*PASSAGE TO READ*.
+++
Opinion
CIVIL ACTION NO. 4:15-CV-1644
09-15-2015
MEMORANDUM & ORDER
Before the Court is Plaintiff's Motion to Remand. After carefully considering the submissions of the parties and the applicable law, the Court decides that Plaintiff's Motion to Remand (Doc. No. 16) will be GRANTED once fees and expenses are paid. The Court will remand this action to the 157th Judicial District Court, Harris County, Texas, where it was originally filed. Because the Court will grant the Motion to Remand, Plaintiff's Motion for Leave to Amend his Complaint (Doc. No. 16) is DENIED as moot.
I. BACKGROUND
Plaintiff Edward Ngo ("Plaintiff") filed this action against Defendants PM/CTS, LLC, JSP Partners, LLC, Electronic & Technical Specialists, LP, McCutcheon Interests, Ltd., Mctech Staffing Services, LP, and Paul McCutcheon (collectively, "Defendants") on December 18, 2014, in the 157th Judicial District Court, Harris County, Texas. Defendants terminated Plaintiff's employment on December 23, 2013, and Plaintiff alleges that his termination was in violation of the Texas Commission on Human Rights Act ("TCHRA") and the Texas common law of torts. Plaintiff brings claims of national origin discrimination, disability discrimination, harassment, hostile work environment, retaliation, and intentional infliction of emotional distress.
+++
*STORED RECORDS*.
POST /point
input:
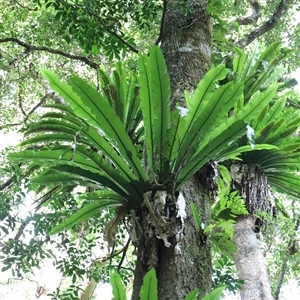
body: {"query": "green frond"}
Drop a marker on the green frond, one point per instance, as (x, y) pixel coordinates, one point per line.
(88, 104)
(106, 198)
(199, 111)
(155, 105)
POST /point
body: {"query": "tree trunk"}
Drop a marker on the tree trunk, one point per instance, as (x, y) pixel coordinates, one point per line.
(186, 44)
(250, 262)
(252, 184)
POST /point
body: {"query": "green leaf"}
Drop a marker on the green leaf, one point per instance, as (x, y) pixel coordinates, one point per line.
(155, 105)
(193, 295)
(172, 146)
(60, 179)
(248, 148)
(199, 111)
(88, 104)
(149, 288)
(214, 294)
(118, 287)
(106, 199)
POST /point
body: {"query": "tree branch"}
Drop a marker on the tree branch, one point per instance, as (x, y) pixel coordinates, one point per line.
(251, 19)
(7, 183)
(32, 48)
(113, 33)
(41, 102)
(280, 9)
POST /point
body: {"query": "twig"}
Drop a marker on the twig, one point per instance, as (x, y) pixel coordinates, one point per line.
(267, 26)
(162, 23)
(124, 254)
(251, 19)
(7, 183)
(51, 50)
(113, 33)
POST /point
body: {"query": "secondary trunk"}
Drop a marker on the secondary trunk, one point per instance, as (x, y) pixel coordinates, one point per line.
(186, 44)
(252, 185)
(250, 262)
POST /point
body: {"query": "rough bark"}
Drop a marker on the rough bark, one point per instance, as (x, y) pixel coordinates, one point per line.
(268, 25)
(186, 44)
(250, 262)
(252, 185)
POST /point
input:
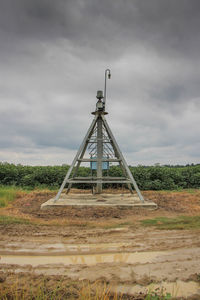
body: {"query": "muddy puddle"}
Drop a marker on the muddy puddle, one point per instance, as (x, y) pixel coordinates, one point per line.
(176, 289)
(88, 259)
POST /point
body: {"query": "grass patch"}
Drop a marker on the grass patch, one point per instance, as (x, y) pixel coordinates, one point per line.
(7, 220)
(182, 222)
+++
*THE TASKS*.
1. Write out the section of the court order that begins at the words "I. BACKGROUND" and stops after "of emotional distress.", word for word.
2. Pick up the court order where it stops and keep writing it.

*THE ANSWERS*.
1.
I. BACKGROUND
Plaintiff Edward Ngo ("Plaintiff") filed this action against Defendants PM/CTS, LLC, JSP Partners, LLC, Electronic & Technical Specialists, LP, McCutcheon Interests, Ltd., Mctech Staffing Services, LP, and Paul McCutcheon (collectively, "Defendants") on December 18, 2014, in the 157th Judicial District Court, Harris County, Texas. Defendants terminated Plaintiff's employment on December 23, 2013, and Plaintiff alleges that his termination was in violation of the Texas Commission on Human Rights Act ("TCHRA") and the Texas common law of torts. Plaintiff brings claims of national origin discrimination, disability discrimination, harassment, hostile work environment, retaliation, and intentional infliction of emotional distress.

2.
On June 10, 2015, Defendants removed this action to federal court. See Notice of Removal (Doc. No. 1). Defendants removed this case on grounds of federal question jurisdiction. Although Plaintiff's state court petition does not assert any claims arising under federal law, Defendants contend that removal is proper because Plaintiff filed discovery responses that allegedly invoke a federal cause of action. Specifically, Plaintiff made reference to Title VII in four responses to motions for protective orders and in one response to a plea to the jurisdiction. Id. at 2.
Plaintiff believes that this case is not removable and filed this Motion to Remand (Doc. No. 16) on July 10, 2009. Mr. Ngo states that he has no intention of bringing any federal claims and contends that the references to Title VII in his state-court filings are insufficient to confer subject matter jurisdiction on this court. Mot. Remand 8-10 (Doc. No. 16).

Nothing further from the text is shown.